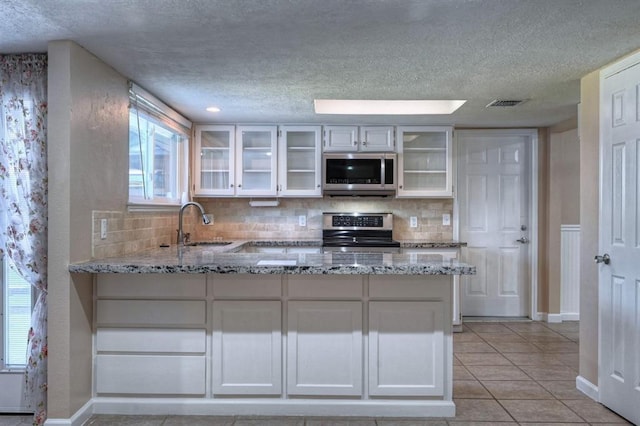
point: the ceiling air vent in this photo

--

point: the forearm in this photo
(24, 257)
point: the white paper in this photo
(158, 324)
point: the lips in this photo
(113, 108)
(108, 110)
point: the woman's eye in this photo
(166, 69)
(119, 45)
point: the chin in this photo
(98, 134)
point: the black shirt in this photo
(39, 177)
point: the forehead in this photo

---

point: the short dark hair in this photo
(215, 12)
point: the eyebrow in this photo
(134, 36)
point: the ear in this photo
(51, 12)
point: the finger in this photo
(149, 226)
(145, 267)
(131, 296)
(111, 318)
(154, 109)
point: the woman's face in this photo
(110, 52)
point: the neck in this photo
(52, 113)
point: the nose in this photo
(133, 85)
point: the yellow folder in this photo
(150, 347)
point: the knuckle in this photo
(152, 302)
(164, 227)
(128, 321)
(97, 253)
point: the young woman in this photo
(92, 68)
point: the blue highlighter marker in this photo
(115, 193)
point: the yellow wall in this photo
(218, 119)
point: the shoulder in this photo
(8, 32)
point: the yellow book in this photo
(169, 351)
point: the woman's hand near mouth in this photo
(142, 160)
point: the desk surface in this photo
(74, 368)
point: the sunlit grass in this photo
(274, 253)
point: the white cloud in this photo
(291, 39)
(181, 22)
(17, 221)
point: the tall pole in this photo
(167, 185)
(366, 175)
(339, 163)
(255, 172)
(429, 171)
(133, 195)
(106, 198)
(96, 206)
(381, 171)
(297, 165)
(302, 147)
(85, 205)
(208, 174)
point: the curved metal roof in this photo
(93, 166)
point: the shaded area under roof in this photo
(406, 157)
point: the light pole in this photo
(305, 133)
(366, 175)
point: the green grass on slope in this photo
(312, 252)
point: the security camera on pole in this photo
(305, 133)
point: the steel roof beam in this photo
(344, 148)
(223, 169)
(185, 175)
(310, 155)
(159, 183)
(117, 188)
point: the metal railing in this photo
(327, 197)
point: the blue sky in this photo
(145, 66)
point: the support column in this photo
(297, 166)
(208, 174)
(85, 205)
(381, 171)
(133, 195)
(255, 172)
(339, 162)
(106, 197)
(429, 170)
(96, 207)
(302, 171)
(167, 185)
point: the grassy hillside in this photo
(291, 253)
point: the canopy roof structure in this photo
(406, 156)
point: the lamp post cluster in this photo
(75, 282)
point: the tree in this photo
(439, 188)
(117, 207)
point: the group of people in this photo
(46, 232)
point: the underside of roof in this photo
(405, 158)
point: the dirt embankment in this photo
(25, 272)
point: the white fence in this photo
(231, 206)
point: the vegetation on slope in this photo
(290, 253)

• _Problem description_
Copy out, unchanged, the lines starting with the one that contains "point: the lips in this photo" and going on through the one that contains "point: the forehead in this photo", both included.

• _Solution to the problem_
point: the lips in this photo
(113, 108)
(108, 110)
point: the woman's eye in this photo
(166, 69)
(119, 45)
point: the chin in this photo
(98, 134)
point: the black shirt in this photo
(39, 177)
point: the forehead in this photo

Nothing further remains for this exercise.